TASK GOAL: Express each line of the records below as a JSON array of strings, one string per line, skipping any blank lines.

DATASET EXTRACT:
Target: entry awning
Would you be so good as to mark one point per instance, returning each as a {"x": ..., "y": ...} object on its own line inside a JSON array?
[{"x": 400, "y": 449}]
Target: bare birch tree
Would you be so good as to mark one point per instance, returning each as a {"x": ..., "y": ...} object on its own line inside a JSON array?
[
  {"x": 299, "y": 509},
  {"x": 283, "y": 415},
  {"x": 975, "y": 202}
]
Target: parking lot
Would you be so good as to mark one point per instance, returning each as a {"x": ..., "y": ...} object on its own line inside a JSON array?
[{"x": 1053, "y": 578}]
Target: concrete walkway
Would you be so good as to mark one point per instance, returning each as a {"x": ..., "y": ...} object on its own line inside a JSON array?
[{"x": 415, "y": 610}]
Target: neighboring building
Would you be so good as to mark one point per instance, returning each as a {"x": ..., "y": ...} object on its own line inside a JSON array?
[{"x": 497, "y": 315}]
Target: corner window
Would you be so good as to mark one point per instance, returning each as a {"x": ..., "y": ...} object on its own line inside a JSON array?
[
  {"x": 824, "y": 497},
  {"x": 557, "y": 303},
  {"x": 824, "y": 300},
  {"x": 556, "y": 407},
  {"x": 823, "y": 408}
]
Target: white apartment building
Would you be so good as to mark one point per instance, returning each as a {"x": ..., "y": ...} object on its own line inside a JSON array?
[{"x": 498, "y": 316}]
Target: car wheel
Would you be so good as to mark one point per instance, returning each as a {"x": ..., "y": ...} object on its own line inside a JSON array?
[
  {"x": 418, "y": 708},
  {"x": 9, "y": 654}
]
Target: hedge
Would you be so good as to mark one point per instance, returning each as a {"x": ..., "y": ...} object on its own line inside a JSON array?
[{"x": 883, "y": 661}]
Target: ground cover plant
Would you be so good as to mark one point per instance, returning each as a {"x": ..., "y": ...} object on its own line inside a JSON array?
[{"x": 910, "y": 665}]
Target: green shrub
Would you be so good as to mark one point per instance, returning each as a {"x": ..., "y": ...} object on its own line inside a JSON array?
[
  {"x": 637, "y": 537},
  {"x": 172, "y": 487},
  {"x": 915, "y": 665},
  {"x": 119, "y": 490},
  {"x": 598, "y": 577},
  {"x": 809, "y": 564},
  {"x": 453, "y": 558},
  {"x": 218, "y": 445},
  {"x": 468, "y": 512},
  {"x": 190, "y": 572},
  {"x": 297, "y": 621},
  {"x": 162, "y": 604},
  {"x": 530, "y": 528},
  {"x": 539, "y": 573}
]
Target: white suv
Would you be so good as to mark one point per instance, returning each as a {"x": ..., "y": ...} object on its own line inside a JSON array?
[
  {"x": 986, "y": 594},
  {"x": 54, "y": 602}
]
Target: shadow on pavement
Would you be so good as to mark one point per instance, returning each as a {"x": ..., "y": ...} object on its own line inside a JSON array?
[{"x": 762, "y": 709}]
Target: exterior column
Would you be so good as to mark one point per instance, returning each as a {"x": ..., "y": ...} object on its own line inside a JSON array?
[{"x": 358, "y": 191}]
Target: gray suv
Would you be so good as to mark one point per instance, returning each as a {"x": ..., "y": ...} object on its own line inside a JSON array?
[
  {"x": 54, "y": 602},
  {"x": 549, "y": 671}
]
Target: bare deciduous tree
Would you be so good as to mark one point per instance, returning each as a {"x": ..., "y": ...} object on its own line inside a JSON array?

PROBLEM SOLUTION:
[
  "Target: entry awning",
  "Would you be so good as to mark one point per instance, returning each as a {\"x\": ..., \"y\": ...} object on its own line inside a JSON array?",
  "[{\"x\": 400, \"y\": 449}]",
  "Target: bare birch tree",
  "Would you be so good as to mark one point per instance, returning each as a {\"x\": ..., \"y\": ...} object on its own line inside a JSON array?",
  "[",
  "  {\"x\": 299, \"y\": 509},",
  "  {\"x\": 283, \"y\": 415},",
  "  {\"x\": 975, \"y\": 202}",
  "]",
  "Target: parking lot",
  "Would you be so good as to mark one point per instance, returning each as a {\"x\": ..., \"y\": ...} object on its own line inside a JSON array?",
  "[{\"x\": 1053, \"y\": 578}]",
  "Target: concrete walkway",
  "Would you be so good as to mark one point per instance, returning each as a {\"x\": ..., \"y\": ...} object on its own line inside a JSON array?",
  "[{\"x\": 415, \"y\": 610}]",
  "Target: neighboring building",
  "Would you be so good as to mark one point per instance, returning each as a {\"x\": ..., \"y\": ...} object on its own line inside a JSON array?",
  "[{\"x\": 497, \"y\": 315}]",
  "Target: corner window",
  "Would you be so good as to mark one point per instance, returning each as a {\"x\": ..., \"y\": ...} object on its own line inside a JSON array?",
  "[",
  "  {\"x\": 824, \"y\": 497},",
  "  {\"x\": 557, \"y\": 303},",
  "  {\"x\": 824, \"y\": 300},",
  "  {\"x\": 556, \"y\": 407},",
  "  {\"x\": 823, \"y\": 408}",
  "]",
  "Target: white apartment building",
  "Would you be so good as to mark one point per instance, returning each as a {\"x\": ..., \"y\": ...} object on its own line inside a JSON array?",
  "[{\"x\": 498, \"y\": 316}]",
  "Target: car wheel",
  "Would you be so good as to mark one point per instance, returning each as a {\"x\": ..., \"y\": ...} object on its own line inside a JSON array?",
  "[",
  "  {\"x\": 418, \"y\": 708},",
  "  {\"x\": 9, \"y\": 654}",
  "]",
  "Target: hedge",
  "Would you be so good as to mark one point per instance, returning each as a {\"x\": ..., \"y\": ...} object on its own line inside a JSON array?",
  "[{\"x\": 883, \"y\": 661}]",
  "Target: ground cover plant",
  "Would you be so good as to mark one point per instance, returning each as a {\"x\": ..., \"y\": ...} object on its own line inside a JSON array?",
  "[{\"x\": 910, \"y\": 665}]",
  "Target: green shrub",
  "Would you be so good as to mark one point per instance, returning each as a {\"x\": ..., \"y\": ...} object on its own line inside a JSON array?",
  "[",
  "  {\"x\": 637, \"y\": 537},",
  "  {\"x\": 172, \"y\": 487},",
  "  {\"x\": 915, \"y\": 665},",
  "  {\"x\": 119, \"y\": 490},",
  "  {\"x\": 598, \"y\": 577},",
  "  {\"x\": 809, \"y\": 564},",
  "  {\"x\": 453, \"y\": 558},",
  "  {\"x\": 218, \"y\": 445},",
  "  {\"x\": 468, \"y\": 512},",
  "  {\"x\": 190, \"y\": 572},",
  "  {\"x\": 297, \"y\": 621},",
  "  {\"x\": 162, \"y\": 604},",
  "  {\"x\": 530, \"y\": 528},",
  "  {\"x\": 539, \"y\": 573}",
  "]",
  "Target: white suv",
  "Would you be so good as to mark one point per instance, returning each as a {\"x\": ..., \"y\": ...} object on its own line inside a JSON array?",
  "[",
  "  {\"x\": 986, \"y\": 594},",
  "  {\"x\": 54, \"y\": 602}",
  "]",
  "Target: shadow on pavement",
  "Would you be so good as to mark one point per instance, returning each as a {\"x\": ..., \"y\": ...} object on its own line inside a JSON array?",
  "[{\"x\": 762, \"y\": 709}]",
  "Target: exterior column",
  "Would you be so good as to mark one point per instance, returning each as a {\"x\": ..., \"y\": ...} object on its own line inside a JSON array?",
  "[{\"x\": 358, \"y\": 191}]",
  "Target: gray suv",
  "Would you be so good as to mark one point per instance, returning each as a {\"x\": ..., \"y\": ...} object on its own line inside a JSON array?",
  "[",
  "  {\"x\": 54, \"y\": 602},",
  "  {\"x\": 549, \"y\": 671}",
  "]",
  "Target: bare deciduous tree",
  "Would you be so good as to mark one point per instance, returning each as a {\"x\": ..., \"y\": ...} object on its own line inside a JSON array?"
]